-- Supplied material follows --
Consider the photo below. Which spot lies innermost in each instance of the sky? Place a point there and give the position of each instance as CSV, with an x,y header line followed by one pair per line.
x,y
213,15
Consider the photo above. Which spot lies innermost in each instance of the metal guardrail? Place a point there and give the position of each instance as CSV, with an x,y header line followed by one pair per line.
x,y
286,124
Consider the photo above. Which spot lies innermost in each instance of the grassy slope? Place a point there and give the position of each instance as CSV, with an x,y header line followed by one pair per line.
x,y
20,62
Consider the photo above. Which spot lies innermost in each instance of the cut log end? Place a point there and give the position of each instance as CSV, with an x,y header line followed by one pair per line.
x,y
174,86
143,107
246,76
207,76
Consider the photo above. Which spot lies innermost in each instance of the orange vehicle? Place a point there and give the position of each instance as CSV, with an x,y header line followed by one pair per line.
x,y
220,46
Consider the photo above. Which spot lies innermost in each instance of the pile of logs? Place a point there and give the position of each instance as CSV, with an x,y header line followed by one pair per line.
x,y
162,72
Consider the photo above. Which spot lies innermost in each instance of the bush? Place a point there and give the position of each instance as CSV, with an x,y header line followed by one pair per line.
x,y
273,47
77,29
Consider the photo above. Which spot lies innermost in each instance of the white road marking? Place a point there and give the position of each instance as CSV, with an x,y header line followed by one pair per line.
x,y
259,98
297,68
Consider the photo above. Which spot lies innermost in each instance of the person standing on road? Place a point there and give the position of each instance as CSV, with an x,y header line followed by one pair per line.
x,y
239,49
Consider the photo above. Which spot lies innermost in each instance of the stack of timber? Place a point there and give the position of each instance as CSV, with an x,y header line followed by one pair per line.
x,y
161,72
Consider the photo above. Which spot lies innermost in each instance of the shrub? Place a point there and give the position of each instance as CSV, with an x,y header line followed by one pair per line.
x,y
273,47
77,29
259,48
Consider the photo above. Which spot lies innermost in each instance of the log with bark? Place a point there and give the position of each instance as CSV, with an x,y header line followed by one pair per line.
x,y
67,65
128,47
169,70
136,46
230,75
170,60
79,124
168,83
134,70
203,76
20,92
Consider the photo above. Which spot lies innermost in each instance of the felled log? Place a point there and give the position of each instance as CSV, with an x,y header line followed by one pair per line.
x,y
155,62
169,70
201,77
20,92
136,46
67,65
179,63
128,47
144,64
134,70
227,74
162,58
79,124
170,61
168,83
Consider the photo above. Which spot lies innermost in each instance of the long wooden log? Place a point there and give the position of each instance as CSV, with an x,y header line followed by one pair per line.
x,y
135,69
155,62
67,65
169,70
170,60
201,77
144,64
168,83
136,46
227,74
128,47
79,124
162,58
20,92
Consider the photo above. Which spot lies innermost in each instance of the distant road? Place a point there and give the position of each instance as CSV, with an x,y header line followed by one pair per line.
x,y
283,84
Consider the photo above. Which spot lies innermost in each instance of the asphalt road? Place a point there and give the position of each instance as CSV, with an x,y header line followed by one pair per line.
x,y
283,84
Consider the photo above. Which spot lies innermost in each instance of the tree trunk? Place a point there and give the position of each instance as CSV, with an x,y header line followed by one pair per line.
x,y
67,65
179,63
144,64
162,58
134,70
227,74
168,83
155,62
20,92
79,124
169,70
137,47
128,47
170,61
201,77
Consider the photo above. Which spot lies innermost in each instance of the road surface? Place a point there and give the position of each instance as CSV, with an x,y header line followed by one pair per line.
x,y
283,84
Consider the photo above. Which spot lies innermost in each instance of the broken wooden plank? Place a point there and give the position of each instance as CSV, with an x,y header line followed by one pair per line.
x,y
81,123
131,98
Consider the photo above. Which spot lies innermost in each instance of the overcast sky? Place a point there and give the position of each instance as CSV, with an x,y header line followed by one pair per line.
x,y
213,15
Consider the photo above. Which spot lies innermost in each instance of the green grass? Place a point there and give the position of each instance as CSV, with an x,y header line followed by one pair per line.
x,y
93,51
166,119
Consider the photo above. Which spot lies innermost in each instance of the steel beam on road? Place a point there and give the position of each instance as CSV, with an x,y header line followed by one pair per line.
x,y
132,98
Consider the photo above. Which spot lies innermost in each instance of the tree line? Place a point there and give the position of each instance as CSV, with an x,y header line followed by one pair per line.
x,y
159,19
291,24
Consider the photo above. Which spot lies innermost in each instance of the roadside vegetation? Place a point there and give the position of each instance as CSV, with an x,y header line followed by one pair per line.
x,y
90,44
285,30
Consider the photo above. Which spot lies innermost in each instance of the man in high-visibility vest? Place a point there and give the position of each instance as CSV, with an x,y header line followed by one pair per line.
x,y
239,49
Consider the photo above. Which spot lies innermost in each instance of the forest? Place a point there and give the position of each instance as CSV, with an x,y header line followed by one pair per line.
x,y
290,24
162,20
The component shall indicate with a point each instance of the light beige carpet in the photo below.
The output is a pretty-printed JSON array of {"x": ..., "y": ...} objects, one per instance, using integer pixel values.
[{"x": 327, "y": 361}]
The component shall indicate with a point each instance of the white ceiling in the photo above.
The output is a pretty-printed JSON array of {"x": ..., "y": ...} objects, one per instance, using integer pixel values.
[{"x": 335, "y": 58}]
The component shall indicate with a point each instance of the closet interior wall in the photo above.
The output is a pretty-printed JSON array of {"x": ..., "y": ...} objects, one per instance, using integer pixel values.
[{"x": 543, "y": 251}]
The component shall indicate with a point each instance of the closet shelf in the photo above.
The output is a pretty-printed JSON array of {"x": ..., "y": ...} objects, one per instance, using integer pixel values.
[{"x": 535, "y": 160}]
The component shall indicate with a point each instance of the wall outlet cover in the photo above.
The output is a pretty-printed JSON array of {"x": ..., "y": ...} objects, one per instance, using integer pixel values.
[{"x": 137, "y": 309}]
-- Supplied material concluded --
## Exercise instructions
Using the data above, reproduce exactly the lines between those holding "of the forest?" and "wall in the photo above.", inclusive, and no others.

## Response to the exercise
Consider the photo above. Which spot lies innermost in each instance of the forest? Place a point there and give the position of each instance as CSV, with an x,y header line followed by one pair per line.
x,y
290,24
162,20
The component shall indicate with a point each instance of the light beige carpet in the photo below.
The output is a pretty-printed JSON array of {"x": ..., "y": ...} objects, one per instance, using integer pixel values.
[{"x": 327, "y": 361}]
The component shall indicate with a point each instance of the white ceiling in the photo above.
The output is a pretty-printed JSON array of {"x": ..., "y": ...} objects, one per instance, using integer pixel values.
[{"x": 335, "y": 58}]
The component shall indicate with a point each instance of the closet interior wall in the photo above.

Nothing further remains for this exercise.